Objective: Can you format every line of the entries below as one numbered list, skipping the blank lines?

BEGIN

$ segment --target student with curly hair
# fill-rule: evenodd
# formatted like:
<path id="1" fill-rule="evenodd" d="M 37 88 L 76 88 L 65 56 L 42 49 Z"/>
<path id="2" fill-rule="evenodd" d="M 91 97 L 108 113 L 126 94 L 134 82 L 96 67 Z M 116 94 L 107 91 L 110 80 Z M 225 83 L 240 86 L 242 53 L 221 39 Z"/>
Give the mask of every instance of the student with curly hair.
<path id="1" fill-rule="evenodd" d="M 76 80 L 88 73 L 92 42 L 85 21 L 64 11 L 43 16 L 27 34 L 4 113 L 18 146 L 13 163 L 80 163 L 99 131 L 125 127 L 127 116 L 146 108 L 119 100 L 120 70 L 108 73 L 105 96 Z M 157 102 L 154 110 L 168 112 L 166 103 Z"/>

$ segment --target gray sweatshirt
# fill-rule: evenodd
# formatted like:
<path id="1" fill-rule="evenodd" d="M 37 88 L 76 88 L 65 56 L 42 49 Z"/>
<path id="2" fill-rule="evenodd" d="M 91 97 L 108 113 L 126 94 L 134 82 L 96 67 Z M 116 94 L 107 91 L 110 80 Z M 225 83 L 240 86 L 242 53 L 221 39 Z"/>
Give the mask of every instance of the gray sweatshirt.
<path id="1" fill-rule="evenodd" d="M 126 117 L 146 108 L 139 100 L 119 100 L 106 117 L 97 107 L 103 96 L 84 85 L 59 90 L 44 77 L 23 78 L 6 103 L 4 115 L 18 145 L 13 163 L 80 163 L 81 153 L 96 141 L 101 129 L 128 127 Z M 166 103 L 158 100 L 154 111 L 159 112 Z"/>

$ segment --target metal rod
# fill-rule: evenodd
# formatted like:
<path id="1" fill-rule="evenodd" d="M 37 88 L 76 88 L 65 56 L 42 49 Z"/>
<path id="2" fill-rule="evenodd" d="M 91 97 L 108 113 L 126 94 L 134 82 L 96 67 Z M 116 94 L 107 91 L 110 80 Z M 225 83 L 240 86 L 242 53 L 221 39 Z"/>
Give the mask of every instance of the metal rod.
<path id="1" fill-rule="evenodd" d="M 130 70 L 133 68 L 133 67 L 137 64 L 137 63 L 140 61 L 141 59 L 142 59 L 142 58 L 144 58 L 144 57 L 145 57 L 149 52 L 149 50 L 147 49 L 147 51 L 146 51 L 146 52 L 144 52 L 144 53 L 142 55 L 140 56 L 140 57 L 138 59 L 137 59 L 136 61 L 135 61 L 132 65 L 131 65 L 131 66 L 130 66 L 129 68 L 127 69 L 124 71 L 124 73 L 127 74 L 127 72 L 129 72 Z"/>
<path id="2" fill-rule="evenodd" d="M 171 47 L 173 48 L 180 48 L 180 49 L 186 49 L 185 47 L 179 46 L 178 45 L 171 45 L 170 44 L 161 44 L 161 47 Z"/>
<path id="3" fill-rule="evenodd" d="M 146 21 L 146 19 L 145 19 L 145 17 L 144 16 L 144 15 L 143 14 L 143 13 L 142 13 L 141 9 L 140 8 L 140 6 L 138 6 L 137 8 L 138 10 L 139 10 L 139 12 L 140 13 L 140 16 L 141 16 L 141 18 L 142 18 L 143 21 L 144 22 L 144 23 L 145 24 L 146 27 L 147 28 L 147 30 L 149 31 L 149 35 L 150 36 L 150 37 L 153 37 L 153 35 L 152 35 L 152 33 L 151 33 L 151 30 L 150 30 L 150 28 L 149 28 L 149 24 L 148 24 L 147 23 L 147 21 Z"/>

END

Solution:
1. $ segment --target student with curly hair
2. # fill-rule: evenodd
3. # formatted like:
4. <path id="1" fill-rule="evenodd" d="M 37 88 L 76 88 L 65 56 L 42 49 Z"/>
5. <path id="2" fill-rule="evenodd" d="M 91 97 L 108 113 L 126 94 L 134 82 L 96 67 Z M 116 94 L 107 91 L 110 80 Z M 225 83 L 240 86 L 242 53 L 221 39 Z"/>
6. Give the mask of every instance of the student with curly hair.
7. <path id="1" fill-rule="evenodd" d="M 76 80 L 88 73 L 92 42 L 85 21 L 64 11 L 43 16 L 27 34 L 4 113 L 18 146 L 13 163 L 80 163 L 99 131 L 125 127 L 127 116 L 146 108 L 119 100 L 120 70 L 108 73 L 105 96 Z M 157 102 L 154 110 L 168 112 L 166 103 Z"/>
8. $ segment --target gray sweatshirt
9. # fill-rule: evenodd
10. # formatted like:
11. <path id="1" fill-rule="evenodd" d="M 37 88 L 76 88 L 65 56 L 42 49 Z"/>
12. <path id="2" fill-rule="evenodd" d="M 91 97 L 108 113 L 126 94 L 134 82 L 96 67 Z M 116 94 L 107 91 L 110 80 Z M 225 83 L 240 86 L 242 53 L 221 39 Z"/>
13. Give the mask of every instance of the gray sweatshirt.
14. <path id="1" fill-rule="evenodd" d="M 126 117 L 146 108 L 139 100 L 119 100 L 106 117 L 97 107 L 103 96 L 84 85 L 59 90 L 44 77 L 23 78 L 6 103 L 4 115 L 18 145 L 13 163 L 80 163 L 81 153 L 96 141 L 101 129 L 128 127 Z M 166 103 L 158 100 L 154 111 L 159 112 Z"/>
15. $ segment --target metal rod
16. # fill-rule: evenodd
17. # formatted like:
18. <path id="1" fill-rule="evenodd" d="M 37 88 L 76 88 L 65 56 L 42 49 Z"/>
19. <path id="2" fill-rule="evenodd" d="M 91 97 L 108 113 L 126 94 L 134 82 L 96 67 Z M 116 94 L 107 91 L 110 80 Z M 225 83 L 240 86 L 242 53 L 221 39 Z"/>
20. Give the mask of every instance of the metal rod.
21. <path id="1" fill-rule="evenodd" d="M 130 70 L 133 68 L 133 67 L 137 64 L 137 63 L 140 61 L 141 59 L 142 59 L 142 58 L 144 58 L 144 57 L 145 57 L 149 52 L 149 50 L 147 49 L 147 51 L 146 51 L 146 52 L 144 52 L 144 53 L 142 55 L 140 56 L 140 57 L 138 59 L 137 59 L 136 61 L 135 61 L 132 65 L 131 65 L 131 66 L 130 66 L 129 68 L 127 69 L 124 71 L 124 73 L 127 74 L 127 72 L 129 72 Z"/>
22. <path id="2" fill-rule="evenodd" d="M 171 47 L 173 48 L 180 48 L 180 49 L 186 49 L 185 47 L 179 46 L 178 45 L 171 45 L 170 44 L 161 44 L 161 47 Z"/>
23. <path id="3" fill-rule="evenodd" d="M 146 21 L 146 19 L 145 19 L 145 17 L 144 16 L 144 15 L 143 14 L 143 13 L 142 13 L 141 9 L 140 8 L 140 6 L 138 6 L 137 8 L 138 10 L 139 10 L 139 12 L 140 13 L 140 16 L 141 16 L 141 18 L 142 18 L 143 21 L 144 22 L 144 23 L 145 24 L 146 27 L 147 28 L 147 30 L 149 31 L 149 35 L 150 36 L 150 37 L 153 37 L 153 35 L 152 35 L 152 33 L 151 33 L 151 30 L 150 30 L 150 28 L 149 28 L 149 24 L 148 24 L 147 23 L 147 21 Z"/>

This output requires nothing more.